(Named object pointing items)
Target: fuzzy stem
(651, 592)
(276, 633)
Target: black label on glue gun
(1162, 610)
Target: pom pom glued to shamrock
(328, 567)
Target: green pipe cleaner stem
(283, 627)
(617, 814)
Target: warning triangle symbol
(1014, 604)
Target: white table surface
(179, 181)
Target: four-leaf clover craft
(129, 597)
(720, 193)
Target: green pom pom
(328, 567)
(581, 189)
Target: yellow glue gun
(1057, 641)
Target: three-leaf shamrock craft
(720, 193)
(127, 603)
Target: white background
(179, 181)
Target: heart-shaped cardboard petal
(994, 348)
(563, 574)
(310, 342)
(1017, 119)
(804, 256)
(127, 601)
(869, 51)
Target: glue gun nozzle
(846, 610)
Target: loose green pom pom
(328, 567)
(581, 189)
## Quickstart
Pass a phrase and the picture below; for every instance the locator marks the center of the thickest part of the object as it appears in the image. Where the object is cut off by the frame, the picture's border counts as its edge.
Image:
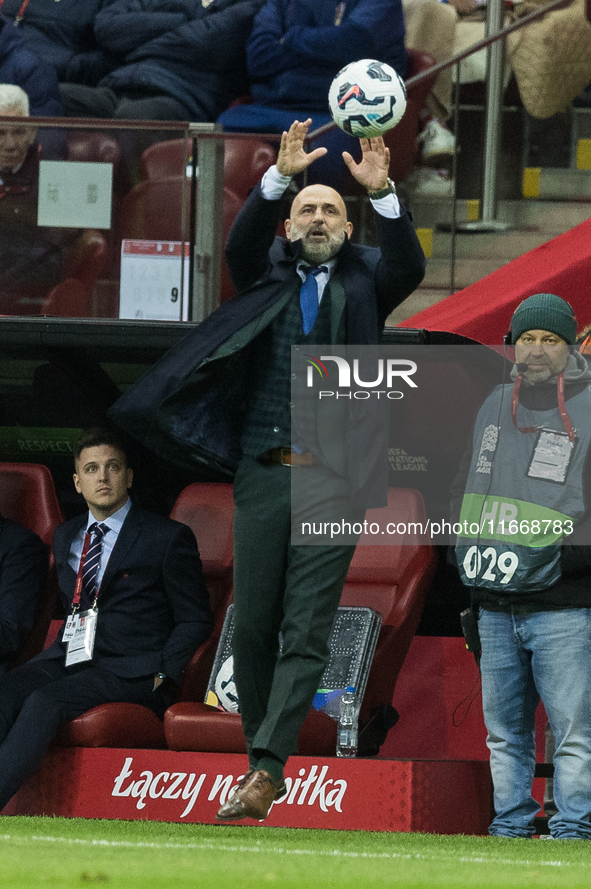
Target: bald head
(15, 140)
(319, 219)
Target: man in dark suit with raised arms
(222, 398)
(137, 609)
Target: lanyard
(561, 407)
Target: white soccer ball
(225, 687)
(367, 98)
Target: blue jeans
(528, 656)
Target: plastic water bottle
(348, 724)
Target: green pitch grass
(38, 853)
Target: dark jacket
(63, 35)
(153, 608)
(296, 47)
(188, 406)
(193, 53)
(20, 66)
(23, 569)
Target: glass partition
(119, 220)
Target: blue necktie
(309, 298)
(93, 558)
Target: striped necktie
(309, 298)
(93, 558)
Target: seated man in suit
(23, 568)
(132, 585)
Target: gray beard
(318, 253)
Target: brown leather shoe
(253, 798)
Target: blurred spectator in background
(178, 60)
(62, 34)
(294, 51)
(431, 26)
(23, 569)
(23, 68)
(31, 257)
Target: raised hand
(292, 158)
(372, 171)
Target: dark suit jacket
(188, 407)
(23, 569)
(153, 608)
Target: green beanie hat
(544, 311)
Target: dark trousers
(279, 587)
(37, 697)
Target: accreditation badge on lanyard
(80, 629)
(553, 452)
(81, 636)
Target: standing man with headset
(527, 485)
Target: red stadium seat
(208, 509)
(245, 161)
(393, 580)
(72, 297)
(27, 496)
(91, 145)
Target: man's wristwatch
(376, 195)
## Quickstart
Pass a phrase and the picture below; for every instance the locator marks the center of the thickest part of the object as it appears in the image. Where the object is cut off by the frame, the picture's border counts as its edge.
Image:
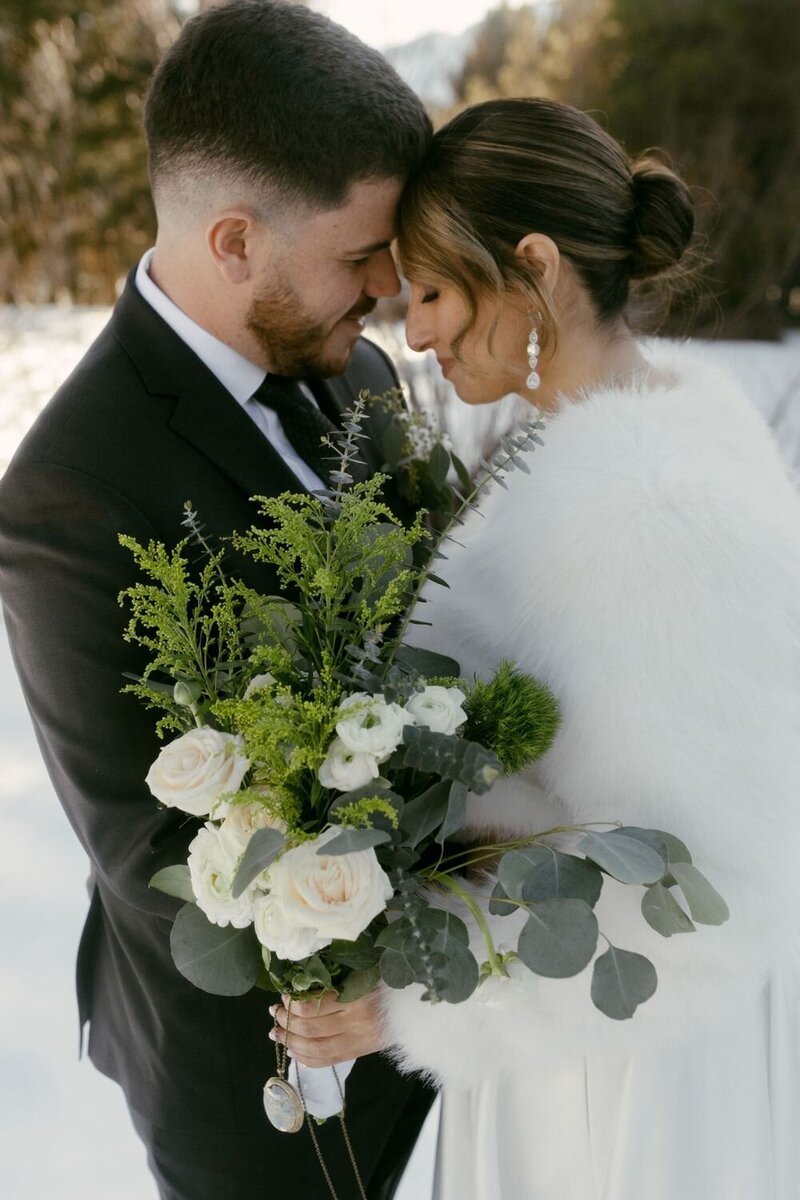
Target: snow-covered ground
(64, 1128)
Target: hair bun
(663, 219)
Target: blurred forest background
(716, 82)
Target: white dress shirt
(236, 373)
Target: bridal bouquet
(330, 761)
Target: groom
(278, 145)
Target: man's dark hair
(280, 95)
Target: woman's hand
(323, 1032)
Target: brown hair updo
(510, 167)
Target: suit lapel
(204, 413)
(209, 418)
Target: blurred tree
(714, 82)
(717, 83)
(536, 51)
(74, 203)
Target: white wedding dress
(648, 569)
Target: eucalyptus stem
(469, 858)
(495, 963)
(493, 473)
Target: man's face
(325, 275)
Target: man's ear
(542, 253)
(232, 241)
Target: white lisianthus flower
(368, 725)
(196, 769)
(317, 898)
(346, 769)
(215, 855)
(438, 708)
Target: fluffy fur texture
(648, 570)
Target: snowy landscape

| EXERCISE PROMPT |
Convert every line of the items above into a JSON list of strings, one string per line, skipping blank lines. Leave the pictures out of the answer.

| THE RESULT |
[
  "Target: fuzzy stem",
  "(651, 592)",
  "(276, 633)",
  "Target: black label on glue gun",
  "(1162, 610)",
  "Target: pom pom glued to shamrock",
  "(328, 567)",
  "Target: green pipe cleaner stem",
  "(283, 627)",
  "(617, 814)",
  "Target: warning triangle symbol",
  "(1014, 604)",
  "Target: white table surface",
  "(179, 181)",
  "Target: four-leaf clover craft",
  "(129, 597)",
  "(720, 193)",
  "Target: green pom pom",
  "(328, 567)",
  "(581, 189)",
  "Target: yellow glue gun",
  "(1057, 641)",
  "Target: three-leaf shamrock craft",
  "(720, 193)",
  "(127, 603)",
  "Target: white background",
  "(179, 181)",
  "Target: heart-shaped cardboard petal",
  "(994, 348)",
  "(563, 574)",
  "(310, 342)",
  "(1017, 119)",
  "(804, 256)",
  "(127, 601)",
  "(869, 51)",
  "Target: glue gun nozzle",
  "(846, 610)",
  "Target: loose green pom pom",
  "(328, 567)",
  "(581, 189)",
  "## Quickstart",
  "Pass a phrase and the picture below; for every instance the locator marks the center of the thickest part of the object as it appears in the image. Where the object is cut off by the frame, the picture's border counts as its edge.",
  "Image:",
  "Target: bald head",
  "(15, 140)",
  "(319, 219)",
  "Target: man in dark suit with raised arms",
  "(222, 398)",
  "(137, 609)",
  "Target: lanyard",
  "(561, 407)",
  "Target: white soccer ball",
  "(225, 687)",
  "(367, 98)",
  "Target: blue jeans",
  "(528, 656)",
  "Target: plastic water bottle",
  "(348, 724)",
  "Target: green pitch grass",
  "(38, 853)",
  "Target: dark jacket",
  "(63, 35)",
  "(153, 608)",
  "(296, 47)",
  "(188, 406)",
  "(193, 53)",
  "(20, 66)",
  "(23, 569)",
  "Target: glass partition",
  "(119, 220)",
  "Target: blue necktie",
  "(309, 298)",
  "(93, 558)",
  "Target: striped necktie",
  "(309, 298)",
  "(93, 558)",
  "Target: seated man in suit",
  "(23, 568)",
  "(132, 585)",
  "Target: gray beard",
  "(318, 253)",
  "Target: brown leather shoe",
  "(253, 798)",
  "Target: blurred spectator in background",
  "(178, 60)",
  "(62, 34)",
  "(294, 51)",
  "(431, 26)",
  "(23, 569)",
  "(23, 68)",
  "(31, 257)",
  "Target: raised hand",
  "(292, 158)",
  "(372, 171)",
  "Target: dark suit jacket",
  "(188, 407)",
  "(23, 569)",
  "(153, 608)",
  "Target: green beanie hat",
  "(544, 311)",
  "Target: dark trousers",
  "(279, 587)",
  "(37, 697)",
  "Target: accreditation badge on lanyard",
  "(80, 629)",
  "(553, 452)",
  "(81, 636)",
  "Target: standing man with headset",
  "(527, 485)",
  "Target: red stadium seat",
  "(208, 509)",
  "(245, 161)",
  "(393, 580)",
  "(72, 297)",
  "(27, 496)",
  "(91, 145)",
  "Target: man's wristwatch",
  "(376, 195)",
  "## Quickstart",
  "Pass a phrase and the picture below; for every instance the locator marks the center of the thickest part of the object as it appears in the image. Where the object is cut off by the frame, the picture's border counts as its edge.",
  "Image:",
  "Target: snow-covered ground",
  "(64, 1128)",
  "Target: hair bun",
  "(663, 219)",
  "Target: blurred forest background",
  "(716, 82)",
  "Target: white dress shirt",
  "(236, 373)",
  "Target: bridal bouquet",
  "(330, 761)",
  "Target: groom",
  "(278, 145)",
  "Target: man's dark hair",
  "(280, 95)",
  "Target: woman's hand",
  "(323, 1032)",
  "Target: brown hair updo",
  "(510, 167)",
  "Target: suit lapel",
  "(204, 413)",
  "(209, 418)",
  "Target: blurred tree",
  "(714, 82)",
  "(717, 83)",
  "(536, 51)",
  "(74, 203)",
  "Target: white wedding dress",
  "(648, 569)",
  "Target: eucalyptus stem",
  "(469, 858)",
  "(495, 963)",
  "(493, 473)",
  "Target: man's face",
  "(325, 275)",
  "Target: man's ear",
  "(542, 253)",
  "(232, 241)",
  "Target: white lisianthus flower",
  "(368, 725)",
  "(196, 769)",
  "(317, 898)",
  "(346, 769)",
  "(215, 855)",
  "(438, 708)",
  "Target: fluffy fur texture",
  "(648, 570)",
  "Target: snowy landscape"
]